本文抜粋 -
+ + +

薬学部では6年制化により医療シミュレーション教育が盛んに取り入れられた。医学部、看護学部と同様に医療系の教育では知識だけあっても実技能力が伴わなければ意味がないので当然と言えば当然である。こうしたシミュレーション教育は実技能力の向上や知識の定着に役立っていると思われるが、ここに気になる論文がある。
JR Curtis et al. Effect of Communication Skills Training for Residents and Nurse Practitioners on Quality of Communication With Patients With Serious Illness A Randomized Trial. JAMA. 2013; 310: 2271-2281.
研修医、看護師訓練生を無作為に2群にわけ、一方にはシミュレーションベースのコミュニケーションスキルの教育介入(4時間のワークショップ)を(n=232)、もう一方には通常の教育を(n=240)実施した。各群の介入前の患者との接触は6ヶ月、介入後は10ヶ月として、患者の報告によるコミュニケーションの質(QOC)を主要評価項目、患者の報告による終末期医療の質(QEOLC)、鬱症状、患者家族の報告によるQOCとQEOLCを副次評価項目として成果を評価した。1866人の患者と936人の家族の評価を解析した結果、QOCおよびQEOLCでは介入前後で有意な変化は認められず、調整後の変化を対照群と比較した場合も有意差を認めなかった。鬱症状スコアは介入によりむしろ有意に上昇した。

+ + +

保存された項目
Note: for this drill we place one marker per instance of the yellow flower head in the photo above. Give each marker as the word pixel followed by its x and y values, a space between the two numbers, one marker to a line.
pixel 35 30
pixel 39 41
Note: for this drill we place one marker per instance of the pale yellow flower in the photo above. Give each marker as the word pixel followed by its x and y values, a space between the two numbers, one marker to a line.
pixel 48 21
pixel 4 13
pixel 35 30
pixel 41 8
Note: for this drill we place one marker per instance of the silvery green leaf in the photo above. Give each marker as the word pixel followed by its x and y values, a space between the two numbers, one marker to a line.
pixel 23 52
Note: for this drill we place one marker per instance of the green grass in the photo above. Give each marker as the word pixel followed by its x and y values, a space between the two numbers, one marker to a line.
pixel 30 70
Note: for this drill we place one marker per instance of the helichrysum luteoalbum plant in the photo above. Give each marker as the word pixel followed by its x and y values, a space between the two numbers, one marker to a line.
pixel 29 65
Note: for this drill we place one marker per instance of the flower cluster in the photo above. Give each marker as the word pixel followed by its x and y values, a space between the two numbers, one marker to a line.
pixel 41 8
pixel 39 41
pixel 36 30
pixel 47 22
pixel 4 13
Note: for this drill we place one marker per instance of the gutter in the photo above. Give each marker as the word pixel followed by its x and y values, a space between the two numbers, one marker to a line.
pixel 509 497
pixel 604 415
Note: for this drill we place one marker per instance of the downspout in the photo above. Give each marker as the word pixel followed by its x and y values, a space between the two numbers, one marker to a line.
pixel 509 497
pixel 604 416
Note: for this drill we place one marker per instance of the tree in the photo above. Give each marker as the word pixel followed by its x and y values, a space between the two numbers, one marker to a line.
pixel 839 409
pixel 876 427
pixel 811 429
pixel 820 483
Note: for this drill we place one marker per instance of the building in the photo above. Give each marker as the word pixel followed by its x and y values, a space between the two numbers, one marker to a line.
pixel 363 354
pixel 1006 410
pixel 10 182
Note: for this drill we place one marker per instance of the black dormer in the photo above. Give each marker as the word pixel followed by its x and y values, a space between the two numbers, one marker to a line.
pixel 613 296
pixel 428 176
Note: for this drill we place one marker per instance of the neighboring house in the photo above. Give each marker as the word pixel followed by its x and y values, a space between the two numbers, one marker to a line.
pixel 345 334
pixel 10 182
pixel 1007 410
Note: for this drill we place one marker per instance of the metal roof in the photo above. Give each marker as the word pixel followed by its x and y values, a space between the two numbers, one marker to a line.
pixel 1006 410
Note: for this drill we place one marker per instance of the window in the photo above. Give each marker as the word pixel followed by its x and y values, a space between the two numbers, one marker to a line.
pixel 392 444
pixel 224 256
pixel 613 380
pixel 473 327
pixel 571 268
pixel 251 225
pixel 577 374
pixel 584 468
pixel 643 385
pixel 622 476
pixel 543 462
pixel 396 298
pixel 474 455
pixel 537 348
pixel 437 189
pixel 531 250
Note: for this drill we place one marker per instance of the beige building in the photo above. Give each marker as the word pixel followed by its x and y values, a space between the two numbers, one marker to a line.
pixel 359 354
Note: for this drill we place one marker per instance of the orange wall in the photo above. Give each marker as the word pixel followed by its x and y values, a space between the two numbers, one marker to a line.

+ + +

取り組む課題 -
医療シミュレーション教育を論じた本文の続きを、最後の文の後から書き進めること。 この一覧は本文とは関係がない。

解答欄 -
これだけを読むと、それみたことかとOSCE(Objective Structured Clinical Examination)などの手間暇のかかるシミュレーション教育に嫌々動員される批判的な方々が喜びそうな論文のように思えるのだが、そう単純に受け止めるべきではあるまい。著者らが同様のシミュレーション教育介入について標準患者を使って評価すると、bad newsを伝えたり、患者の感情に反応するスキルの獲得には有効であったと別の論文で述べているとの記載がある。つまり、技術の習得にはシミュレーションの教育は有効であっても、それを実地医療の場に如何に移行させられるのかは今後の課題であり、コミュニケーション技能評価の妥当性についても検討が必要ということだろう。